Say provides a framework for communications between companies and shareholders for many uses.15 Unlike SEC Rule 14a-8 shareholder proposals, Say is not limited as to what questions shareholders can pose to companies.16 See “Say.com Goes Live on Tesla.”17

Stake also facilitates the ability of individual shareholders to have their voices heard. Users create an “Ask” on any issue for public companies and funds.18 Once an Ask receives substantial support, a “Champion,” with a proven track record on social and environmental issues, is appointed to negotiate the Ask.19 Champions include Walden Asset Management and Zevin Asset Management.

Just Capital surveys thousands of Americans to identify issues most important in defining a “more just economy.”20 Employees are gaining on shareholders as the top priority for Main Street at companies. An increased number also believe CEOs should take a stand on important social issues and that acting together can change corporate behavior. About 76 percent said they would take a job at a more just company even if it paid 20 percent less.21

Change.org claims nearly 200 million users in 18 countries.22 Petition-led campaigns targeted and changed Massage Envy (sexual assault issues), Walmart (banning dangerous paint strippers), and Starbucks (recycling), among others.

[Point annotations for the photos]

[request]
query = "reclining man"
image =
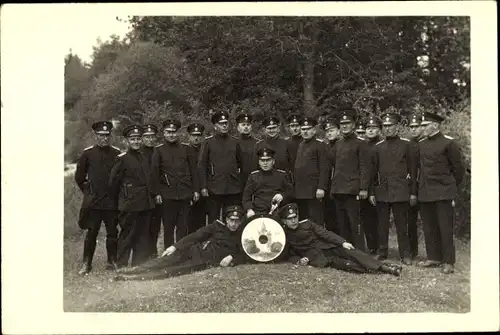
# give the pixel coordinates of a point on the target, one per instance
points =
(309, 243)
(217, 244)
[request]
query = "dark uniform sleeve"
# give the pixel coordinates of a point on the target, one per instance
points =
(365, 166)
(116, 178)
(455, 160)
(193, 166)
(412, 162)
(81, 170)
(247, 200)
(203, 164)
(327, 235)
(324, 166)
(202, 234)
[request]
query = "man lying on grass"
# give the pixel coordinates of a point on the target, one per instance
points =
(217, 244)
(309, 243)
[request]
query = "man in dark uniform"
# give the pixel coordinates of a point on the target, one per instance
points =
(130, 183)
(219, 168)
(148, 146)
(351, 179)
(295, 135)
(441, 171)
(217, 244)
(247, 145)
(176, 181)
(281, 147)
(369, 215)
(394, 185)
(266, 186)
(311, 244)
(332, 134)
(416, 135)
(198, 210)
(91, 176)
(311, 173)
(360, 130)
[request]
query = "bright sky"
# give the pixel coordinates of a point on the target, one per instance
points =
(83, 35)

> PROBLEM:
How would you put this sentence from the shareholder platforms text into Spanish: "Stake also facilitates the ability of individual shareholders to have their voices heard."? This data isn't needed.

> RESPONSE:
Stake también facilita la capacidad de los accionistas individuales de hacer oír su voz.